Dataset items
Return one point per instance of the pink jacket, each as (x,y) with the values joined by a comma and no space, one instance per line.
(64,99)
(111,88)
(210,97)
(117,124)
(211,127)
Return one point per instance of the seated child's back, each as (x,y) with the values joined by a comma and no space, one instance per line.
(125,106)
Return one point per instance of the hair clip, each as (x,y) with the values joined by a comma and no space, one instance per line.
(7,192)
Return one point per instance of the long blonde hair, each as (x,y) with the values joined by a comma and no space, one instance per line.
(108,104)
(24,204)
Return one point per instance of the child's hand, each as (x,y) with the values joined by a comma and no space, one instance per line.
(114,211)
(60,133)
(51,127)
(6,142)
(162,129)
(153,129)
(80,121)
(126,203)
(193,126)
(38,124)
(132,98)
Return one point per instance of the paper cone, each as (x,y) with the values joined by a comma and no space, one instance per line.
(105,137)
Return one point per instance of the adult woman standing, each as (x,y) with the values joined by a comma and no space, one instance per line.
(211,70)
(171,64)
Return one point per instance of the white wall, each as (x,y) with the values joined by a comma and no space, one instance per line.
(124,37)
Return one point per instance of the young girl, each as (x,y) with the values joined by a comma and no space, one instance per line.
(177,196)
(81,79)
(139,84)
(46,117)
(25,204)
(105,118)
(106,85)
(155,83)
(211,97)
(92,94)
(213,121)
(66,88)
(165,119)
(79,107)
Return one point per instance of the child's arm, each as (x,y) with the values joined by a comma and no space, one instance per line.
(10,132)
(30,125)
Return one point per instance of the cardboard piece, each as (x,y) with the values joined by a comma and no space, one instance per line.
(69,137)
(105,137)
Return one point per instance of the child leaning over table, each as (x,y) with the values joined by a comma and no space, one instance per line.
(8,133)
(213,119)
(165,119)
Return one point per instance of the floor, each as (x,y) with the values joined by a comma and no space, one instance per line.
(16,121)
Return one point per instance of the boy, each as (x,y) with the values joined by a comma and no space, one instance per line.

--- STATED EXERCISE ---
Reproduce all of the material above, substituting "one point per line" for every occurrence of "one instance per line" and keeping everything else identical.

--- FINAL RESULT ---
Return one point per instance of the pink jacket, each as (x,y) with the values joined by a comma and no space, one point per line.
(64,99)
(111,88)
(210,97)
(117,124)
(211,127)
Return one point per instance of the seated child's back, each as (x,y) with the values joined by a comma and no space, one point per line.
(125,106)
Return one point per instance of the hair clip, each as (x,y) with the values joined by a comma and no space, one point per line.
(7,192)
Return one point per instance of the long blonde hair, each as (x,y) with the values joined by a comma and no space, one point per line.
(108,104)
(24,204)
Return one point per instance of the child's hand, each as (x,y) with the values joined by a comma and no space, one point per line.
(114,211)
(60,133)
(51,127)
(6,142)
(162,129)
(153,129)
(80,121)
(126,203)
(193,126)
(38,124)
(132,98)
Return one point per instance of the paper cone, each as (x,y) with the values joined by a comma and no space, one point per line.
(105,137)
Return one point per instance of the adult woman standing, each as (x,y) with the values joined by a comma and no space, one point per line.
(211,70)
(171,64)
Return one point per instance of the white wall, each as (x,y) with the values joined by a comma and no space, one point per line.
(124,37)
Return one point per instance of the young girl, each as (x,y) with the values joined by a comma and no space, one point per line.
(177,196)
(81,79)
(139,84)
(46,117)
(25,204)
(105,118)
(106,85)
(155,83)
(211,97)
(92,94)
(213,121)
(66,88)
(165,119)
(79,107)
Return one point per instance of the child's arm, each as (x,y) with the values joined by a comma and no space, one point per line.
(10,132)
(30,125)
Return one point per instance of the cardboard piece, each as (x,y) with the values joined by a comma and no space, one point per line.
(69,137)
(105,137)
Return one point per instance of the child leaning over table, each as (x,y) with the values joined by a comma and no space, one point per line.
(8,133)
(213,119)
(165,119)
Return one point per instance of the floor, each as (x,y) with the values joined by a comma and no space, one point per line.
(16,121)
Return one point per instance of the boy, each as (x,y) with the values joined by a comma and no space, one point per line.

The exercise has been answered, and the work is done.